── RECORDS FOR THE TASK

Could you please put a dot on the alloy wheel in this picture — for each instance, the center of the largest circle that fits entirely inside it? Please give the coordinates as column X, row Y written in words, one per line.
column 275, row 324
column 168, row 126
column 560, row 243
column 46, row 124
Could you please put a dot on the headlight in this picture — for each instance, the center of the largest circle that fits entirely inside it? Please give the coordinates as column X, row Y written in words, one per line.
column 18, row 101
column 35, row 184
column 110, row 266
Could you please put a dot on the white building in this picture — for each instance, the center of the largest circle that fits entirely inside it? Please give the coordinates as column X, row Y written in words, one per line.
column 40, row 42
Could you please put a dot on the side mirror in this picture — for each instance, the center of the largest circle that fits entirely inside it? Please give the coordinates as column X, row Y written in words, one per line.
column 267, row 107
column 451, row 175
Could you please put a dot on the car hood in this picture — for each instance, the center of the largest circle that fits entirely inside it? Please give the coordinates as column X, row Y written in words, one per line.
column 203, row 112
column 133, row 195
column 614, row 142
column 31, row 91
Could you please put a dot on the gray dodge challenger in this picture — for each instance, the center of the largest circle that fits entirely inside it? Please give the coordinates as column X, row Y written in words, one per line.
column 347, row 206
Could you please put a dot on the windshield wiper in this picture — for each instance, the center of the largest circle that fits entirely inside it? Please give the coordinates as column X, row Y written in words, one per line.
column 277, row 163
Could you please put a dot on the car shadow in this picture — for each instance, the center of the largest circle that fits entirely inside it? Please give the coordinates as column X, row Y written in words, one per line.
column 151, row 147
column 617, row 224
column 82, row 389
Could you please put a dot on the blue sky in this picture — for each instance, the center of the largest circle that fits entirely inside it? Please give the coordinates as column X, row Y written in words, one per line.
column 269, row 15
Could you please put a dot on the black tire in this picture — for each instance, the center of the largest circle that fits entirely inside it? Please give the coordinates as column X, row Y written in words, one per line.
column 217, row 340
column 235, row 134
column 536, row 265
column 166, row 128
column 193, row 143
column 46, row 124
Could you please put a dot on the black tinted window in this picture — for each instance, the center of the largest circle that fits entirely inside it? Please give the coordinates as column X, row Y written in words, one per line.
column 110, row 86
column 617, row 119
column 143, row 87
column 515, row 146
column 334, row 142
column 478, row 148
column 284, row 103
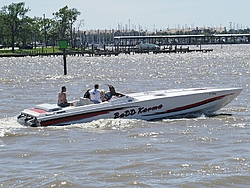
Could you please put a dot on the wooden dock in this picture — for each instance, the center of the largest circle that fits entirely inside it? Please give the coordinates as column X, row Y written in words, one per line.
column 109, row 52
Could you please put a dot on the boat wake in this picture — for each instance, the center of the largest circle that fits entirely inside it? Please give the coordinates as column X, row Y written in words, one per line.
column 8, row 126
column 102, row 125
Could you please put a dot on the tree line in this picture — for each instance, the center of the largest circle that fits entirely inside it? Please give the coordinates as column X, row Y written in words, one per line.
column 18, row 29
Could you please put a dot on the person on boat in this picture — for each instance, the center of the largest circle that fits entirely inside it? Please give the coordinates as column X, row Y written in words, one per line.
column 111, row 93
column 102, row 95
column 87, row 94
column 62, row 99
column 95, row 94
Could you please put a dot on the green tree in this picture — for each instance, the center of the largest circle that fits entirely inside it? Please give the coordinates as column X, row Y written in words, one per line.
column 65, row 18
column 14, row 16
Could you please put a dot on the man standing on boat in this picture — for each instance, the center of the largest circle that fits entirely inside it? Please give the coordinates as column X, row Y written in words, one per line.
column 62, row 99
column 95, row 94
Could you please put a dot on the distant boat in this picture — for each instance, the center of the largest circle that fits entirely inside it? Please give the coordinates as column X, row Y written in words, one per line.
column 147, row 46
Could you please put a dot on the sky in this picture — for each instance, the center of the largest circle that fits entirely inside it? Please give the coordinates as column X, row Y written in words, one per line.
column 147, row 15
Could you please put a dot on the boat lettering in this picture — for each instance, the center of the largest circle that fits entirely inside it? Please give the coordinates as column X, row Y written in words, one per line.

────

■ ASSIGNMENT ■
The required answer is the line with "Could you please put a dot on the man" plus every line after it to the end of the entries above, transcribed exactly.

■ OUTPUT BELOW ■
Could you please put a dot on the man standing on boat in this picture — for each instance, the center of the largest circle that fits entirely inside it? Please give the coordinates as column X, row Y written in words, one per line.
column 62, row 99
column 95, row 94
Could you please put a dot on the distant boat in this picture — for each instance, the center of the largest circle that fits entirely inside it? Please give the coordinates as column X, row Y written in words, one per line.
column 147, row 46
Could you please put a dot on the sky in this picture — for each instance, the center of the largest circle that fits entirely inside it? Please give the coordinates as column X, row Y written in words, one per line.
column 147, row 15
Could you please put a dot on the boat lettering in this picture — for each instance, the center of the largest circle that fits entirely inside it? Please give the coordinates as column X, row Y written in words, one per line.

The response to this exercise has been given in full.